Text shown =

-- Start --

The Digital Let Down

April 23, 2008 | By | 6 Replies More

I have been anticipating the FCC switch from analog to digital for several years. The original plan was to have the final demise of NTSC (“analog”) broadcast in 2006. Now, it will really happen. The change that they averted when they went to color is finally here. Everyone needs a new TV.

Unless you have cable or satellite. Then you can wait until your old box dies. But I use rabbit ears in my multipath hell of a location in the city. On good days, I can get 7 channels of regular interest, plus 4 explicitly Christian channels (24, 26, 49, 51. The 700 Club shares 11). Sometimes I cannot get ABC-30 or CW-11 clear enough to record or avoid watering eyes. Other times Fox-2 and My-46 are too bad to watch, too. So I really only have 3 reliable channels in analog.

Enter digital clarity. Yesterday I got my gummint subsidized converter box and hooked it up. Now I get perfectly clear (in numerical order) Fox-2.1, CBS-4.1, NBC-5.1, local weather 5.2, and PBS 9.1-9.4. That’s it.

Unless I get a fancy antenna and mount it high on my house, I won’t be getting CW-11, ABC-30, or MY-46 (or any weak local access or Christian stations, should they get digital licenses). Such an antenna will be expensive to buy and install; maybe comparable to 6 months of cable bills (fewer if one pays for premium stations).

Another problem not discussed in the cheerful Digital switch warning announcements is that the new letterbox format may reduce the use of your screen. I don’t mind the black bars above and below a letterbox formatted show or movie. But if a 3:4 ratio program is broadcast in the 4:9 letterbox format, my 3:4 screen has the letterbox bars on all sides. Some stations have this glitch, and others (PBS) don’t.

-- End --

Object point labels =
-- Start --

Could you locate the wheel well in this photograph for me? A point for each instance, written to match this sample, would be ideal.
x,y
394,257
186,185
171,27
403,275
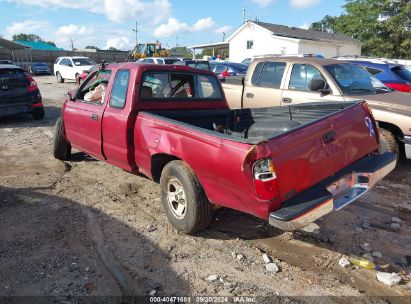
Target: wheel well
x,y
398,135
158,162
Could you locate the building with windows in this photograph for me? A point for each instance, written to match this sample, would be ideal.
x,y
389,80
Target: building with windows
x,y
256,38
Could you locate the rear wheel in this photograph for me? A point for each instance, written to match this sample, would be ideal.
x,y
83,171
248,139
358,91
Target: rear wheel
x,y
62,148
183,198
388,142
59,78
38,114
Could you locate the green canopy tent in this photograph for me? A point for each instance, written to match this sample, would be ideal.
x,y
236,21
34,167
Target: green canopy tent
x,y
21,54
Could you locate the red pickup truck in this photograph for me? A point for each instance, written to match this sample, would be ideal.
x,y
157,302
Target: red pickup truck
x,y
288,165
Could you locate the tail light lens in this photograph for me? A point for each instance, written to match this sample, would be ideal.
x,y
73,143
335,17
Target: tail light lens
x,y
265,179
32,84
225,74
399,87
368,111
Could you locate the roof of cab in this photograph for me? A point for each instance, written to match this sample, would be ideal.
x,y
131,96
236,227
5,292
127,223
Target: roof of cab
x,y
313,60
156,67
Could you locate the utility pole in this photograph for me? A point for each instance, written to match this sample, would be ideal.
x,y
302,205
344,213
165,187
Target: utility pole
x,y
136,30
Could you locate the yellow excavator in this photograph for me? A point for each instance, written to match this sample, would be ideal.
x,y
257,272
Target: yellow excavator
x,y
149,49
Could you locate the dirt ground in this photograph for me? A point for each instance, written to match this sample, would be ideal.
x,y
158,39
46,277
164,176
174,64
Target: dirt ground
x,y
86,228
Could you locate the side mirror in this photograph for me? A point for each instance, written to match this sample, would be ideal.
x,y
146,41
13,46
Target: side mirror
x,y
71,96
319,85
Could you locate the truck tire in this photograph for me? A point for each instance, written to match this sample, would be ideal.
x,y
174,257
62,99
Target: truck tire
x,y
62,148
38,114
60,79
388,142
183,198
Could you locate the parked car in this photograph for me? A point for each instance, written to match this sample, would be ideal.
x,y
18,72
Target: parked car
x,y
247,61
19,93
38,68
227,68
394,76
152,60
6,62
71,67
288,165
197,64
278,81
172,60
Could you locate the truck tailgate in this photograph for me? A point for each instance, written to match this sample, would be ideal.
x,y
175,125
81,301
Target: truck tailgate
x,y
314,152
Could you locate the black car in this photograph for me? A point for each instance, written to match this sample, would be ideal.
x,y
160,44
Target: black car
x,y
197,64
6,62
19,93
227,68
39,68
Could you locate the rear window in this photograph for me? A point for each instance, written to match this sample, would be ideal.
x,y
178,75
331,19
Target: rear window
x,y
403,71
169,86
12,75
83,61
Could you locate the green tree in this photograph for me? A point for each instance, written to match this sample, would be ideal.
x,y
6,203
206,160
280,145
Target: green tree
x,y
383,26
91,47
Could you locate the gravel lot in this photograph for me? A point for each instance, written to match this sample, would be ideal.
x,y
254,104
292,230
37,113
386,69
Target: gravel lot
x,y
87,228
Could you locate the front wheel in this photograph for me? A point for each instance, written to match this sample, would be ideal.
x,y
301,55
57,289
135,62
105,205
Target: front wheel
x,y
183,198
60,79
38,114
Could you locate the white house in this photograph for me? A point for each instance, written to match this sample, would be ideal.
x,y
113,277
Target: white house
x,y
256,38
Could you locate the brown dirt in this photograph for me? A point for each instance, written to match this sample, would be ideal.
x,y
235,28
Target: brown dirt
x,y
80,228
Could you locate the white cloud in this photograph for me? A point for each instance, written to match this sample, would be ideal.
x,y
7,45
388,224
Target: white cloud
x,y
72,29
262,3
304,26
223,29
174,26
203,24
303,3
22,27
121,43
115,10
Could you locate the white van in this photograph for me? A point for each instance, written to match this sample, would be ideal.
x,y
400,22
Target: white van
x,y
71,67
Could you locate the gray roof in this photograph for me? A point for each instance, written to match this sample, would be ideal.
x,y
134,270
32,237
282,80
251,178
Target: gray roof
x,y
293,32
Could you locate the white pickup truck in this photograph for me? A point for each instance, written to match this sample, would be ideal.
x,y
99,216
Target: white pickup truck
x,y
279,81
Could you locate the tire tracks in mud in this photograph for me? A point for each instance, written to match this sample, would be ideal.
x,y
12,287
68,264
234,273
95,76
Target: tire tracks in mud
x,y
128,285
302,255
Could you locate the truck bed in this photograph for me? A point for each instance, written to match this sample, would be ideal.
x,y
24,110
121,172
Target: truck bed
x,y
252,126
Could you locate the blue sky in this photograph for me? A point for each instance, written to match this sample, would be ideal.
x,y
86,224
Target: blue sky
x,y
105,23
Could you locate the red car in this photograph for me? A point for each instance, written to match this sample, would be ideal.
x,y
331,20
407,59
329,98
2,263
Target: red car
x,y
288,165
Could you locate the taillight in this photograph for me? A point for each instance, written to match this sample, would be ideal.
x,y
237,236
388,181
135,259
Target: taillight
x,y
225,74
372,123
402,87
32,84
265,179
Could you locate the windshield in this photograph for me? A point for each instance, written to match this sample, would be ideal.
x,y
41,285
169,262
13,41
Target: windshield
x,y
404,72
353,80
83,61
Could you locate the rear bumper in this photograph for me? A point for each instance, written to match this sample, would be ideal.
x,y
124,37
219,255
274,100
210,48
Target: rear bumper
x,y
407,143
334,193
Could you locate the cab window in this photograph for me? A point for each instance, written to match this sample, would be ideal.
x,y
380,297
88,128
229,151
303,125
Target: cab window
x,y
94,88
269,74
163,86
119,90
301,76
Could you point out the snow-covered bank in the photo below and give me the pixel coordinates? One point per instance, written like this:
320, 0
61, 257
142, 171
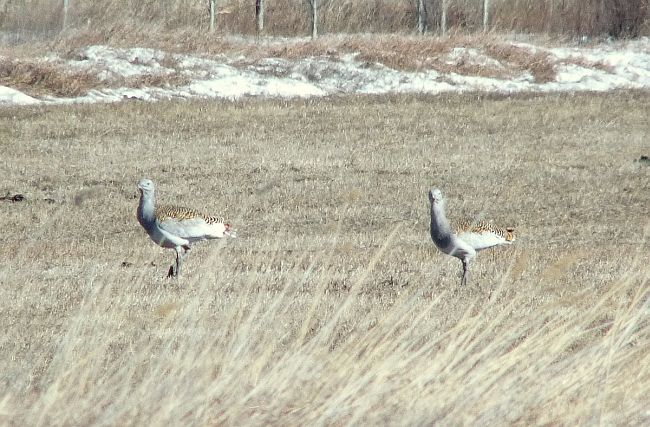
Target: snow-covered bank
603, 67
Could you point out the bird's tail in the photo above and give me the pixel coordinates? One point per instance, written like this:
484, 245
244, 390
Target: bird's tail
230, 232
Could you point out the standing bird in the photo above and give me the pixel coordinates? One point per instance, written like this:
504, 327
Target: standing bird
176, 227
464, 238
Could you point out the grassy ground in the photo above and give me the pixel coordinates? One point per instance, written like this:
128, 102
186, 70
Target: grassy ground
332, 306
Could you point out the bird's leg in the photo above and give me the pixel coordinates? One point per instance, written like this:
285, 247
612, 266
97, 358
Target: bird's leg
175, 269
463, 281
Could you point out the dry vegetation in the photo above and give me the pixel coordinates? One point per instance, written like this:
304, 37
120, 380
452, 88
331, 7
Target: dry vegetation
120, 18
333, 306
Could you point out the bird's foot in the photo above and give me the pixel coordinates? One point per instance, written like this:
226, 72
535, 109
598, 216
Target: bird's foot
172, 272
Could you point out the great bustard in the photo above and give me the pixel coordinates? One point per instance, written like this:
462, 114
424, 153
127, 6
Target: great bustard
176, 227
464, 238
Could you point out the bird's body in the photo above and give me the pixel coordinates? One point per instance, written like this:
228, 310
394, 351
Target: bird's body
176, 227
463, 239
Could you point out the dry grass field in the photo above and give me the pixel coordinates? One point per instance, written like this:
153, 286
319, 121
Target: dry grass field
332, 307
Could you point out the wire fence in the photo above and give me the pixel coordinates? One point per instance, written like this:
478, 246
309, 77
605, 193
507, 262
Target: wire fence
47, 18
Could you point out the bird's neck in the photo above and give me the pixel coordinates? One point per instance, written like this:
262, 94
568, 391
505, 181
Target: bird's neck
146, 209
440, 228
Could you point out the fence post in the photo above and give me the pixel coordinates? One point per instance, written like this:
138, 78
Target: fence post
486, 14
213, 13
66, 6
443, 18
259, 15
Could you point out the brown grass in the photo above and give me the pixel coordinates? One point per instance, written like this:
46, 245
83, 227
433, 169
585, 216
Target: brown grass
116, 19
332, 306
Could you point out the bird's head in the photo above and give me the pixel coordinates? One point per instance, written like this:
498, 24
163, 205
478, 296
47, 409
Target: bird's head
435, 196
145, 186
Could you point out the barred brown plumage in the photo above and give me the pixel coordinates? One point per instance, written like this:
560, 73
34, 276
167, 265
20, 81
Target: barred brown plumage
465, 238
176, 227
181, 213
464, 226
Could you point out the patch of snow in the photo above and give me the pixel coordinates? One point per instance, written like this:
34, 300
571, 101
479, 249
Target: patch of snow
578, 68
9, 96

-- End --
-- Start --

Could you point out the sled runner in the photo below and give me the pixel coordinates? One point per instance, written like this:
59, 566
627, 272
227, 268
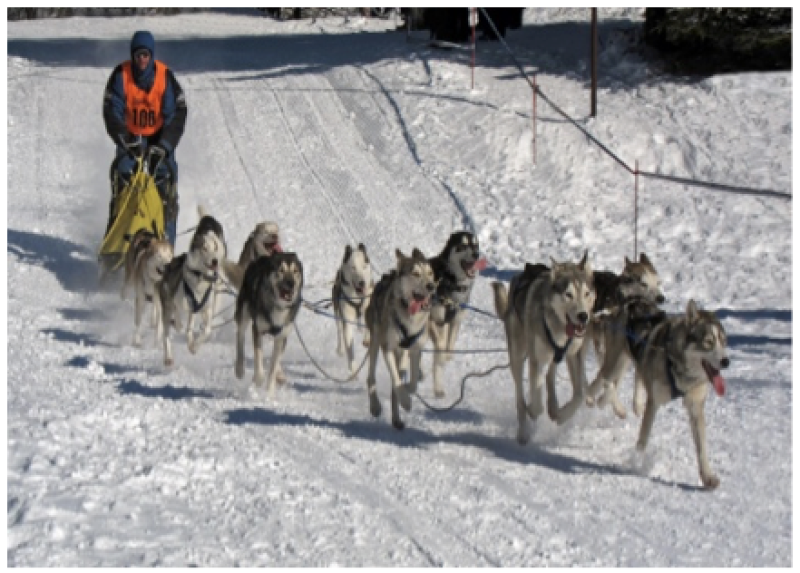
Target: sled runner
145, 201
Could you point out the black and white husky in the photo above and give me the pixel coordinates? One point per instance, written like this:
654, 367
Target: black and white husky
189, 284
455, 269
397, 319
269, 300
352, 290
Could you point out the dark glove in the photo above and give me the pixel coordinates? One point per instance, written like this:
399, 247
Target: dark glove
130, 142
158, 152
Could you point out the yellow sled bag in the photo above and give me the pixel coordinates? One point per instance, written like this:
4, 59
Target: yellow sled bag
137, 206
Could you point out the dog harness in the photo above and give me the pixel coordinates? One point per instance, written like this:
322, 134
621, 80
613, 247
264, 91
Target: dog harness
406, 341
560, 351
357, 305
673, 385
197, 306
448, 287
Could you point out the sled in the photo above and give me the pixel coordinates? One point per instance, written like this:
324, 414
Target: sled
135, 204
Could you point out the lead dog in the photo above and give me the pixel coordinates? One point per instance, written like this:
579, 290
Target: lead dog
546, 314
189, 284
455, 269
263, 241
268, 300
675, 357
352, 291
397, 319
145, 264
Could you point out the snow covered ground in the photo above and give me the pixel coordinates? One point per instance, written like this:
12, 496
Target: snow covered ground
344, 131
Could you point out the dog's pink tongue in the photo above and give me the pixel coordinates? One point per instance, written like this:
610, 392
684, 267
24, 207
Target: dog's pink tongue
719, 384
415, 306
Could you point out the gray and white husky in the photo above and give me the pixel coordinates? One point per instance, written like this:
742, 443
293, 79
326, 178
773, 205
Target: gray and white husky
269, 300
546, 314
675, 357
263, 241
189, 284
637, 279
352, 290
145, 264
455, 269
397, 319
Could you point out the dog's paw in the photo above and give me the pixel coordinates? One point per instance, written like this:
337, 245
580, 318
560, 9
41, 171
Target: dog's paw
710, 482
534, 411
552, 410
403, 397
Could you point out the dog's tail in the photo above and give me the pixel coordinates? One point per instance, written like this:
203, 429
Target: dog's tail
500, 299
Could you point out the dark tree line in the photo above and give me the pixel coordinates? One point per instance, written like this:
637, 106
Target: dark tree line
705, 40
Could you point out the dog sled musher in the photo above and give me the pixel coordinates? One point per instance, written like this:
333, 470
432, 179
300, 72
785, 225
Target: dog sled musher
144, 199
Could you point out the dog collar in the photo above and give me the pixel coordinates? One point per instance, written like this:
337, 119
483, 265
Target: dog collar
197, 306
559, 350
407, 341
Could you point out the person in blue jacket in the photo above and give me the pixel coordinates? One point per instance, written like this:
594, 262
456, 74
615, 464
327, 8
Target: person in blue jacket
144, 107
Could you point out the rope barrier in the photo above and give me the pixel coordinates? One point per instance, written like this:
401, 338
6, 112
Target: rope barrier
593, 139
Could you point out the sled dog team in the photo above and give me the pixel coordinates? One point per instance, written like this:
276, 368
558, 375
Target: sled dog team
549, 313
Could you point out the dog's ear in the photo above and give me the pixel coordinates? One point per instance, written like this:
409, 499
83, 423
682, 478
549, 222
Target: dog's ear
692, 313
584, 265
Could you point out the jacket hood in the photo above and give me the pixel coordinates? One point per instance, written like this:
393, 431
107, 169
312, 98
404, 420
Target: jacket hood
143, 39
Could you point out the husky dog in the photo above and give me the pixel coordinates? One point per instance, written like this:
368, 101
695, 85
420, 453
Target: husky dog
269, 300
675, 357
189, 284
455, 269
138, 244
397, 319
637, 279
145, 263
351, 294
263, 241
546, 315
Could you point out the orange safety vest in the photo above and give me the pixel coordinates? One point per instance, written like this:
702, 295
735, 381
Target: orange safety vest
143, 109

-- End --

Instructions =
**1.** In the post about the switch from analog to digital television, in what year was the final end of analog broadcasting originally planned?
**2.** Write the next part of the post about the switch from analog to digital television, starting after its last sentence.
Nothing in the data is needed for this work.

Answers to the exercise =
**1.** 2006

**2.**
Then there is the problem of using my old VCR. It would need a separate converter box, and could only record whatever channel the converter is actively showing. No more unattended recording of shows sequentially on different stations.

But, maybe it is time for me to upgrade. My Tuner/amp is from the 1970’s. My VCR, DVD, and TV were all the cheapest available at their respective times. Actually, my 1987 TV died two years ago, and I bought the cheapest floor model 20″ screen that I could find, anticipating that I will buy a better one when forced to by the digital conversion, at which time digital units will become more affordable.

But now I wonder: Why am I wasting so much of my time on Television? Erich posted Just say “no” to TV. Do it for your country a year and a half ago. At that time, I stopped watching altogether for a while. Perhaps it is time to revisit that idea. I have gone cold turkey on TV for years at a time in the past. Once I got over the withdrawal, it was easy. To escape, I would just read.


Category: Communication, Consumerism, Current Events, Entertainment, Media, Technology

About the Author ()

A convoluted mind behind a curly face. A regular traveler, a science buff, and first generation American. Graying of hair, yet still verdant of mind. Lives in South St. Louis City. See his personal website for (too much) more.

Comments (6)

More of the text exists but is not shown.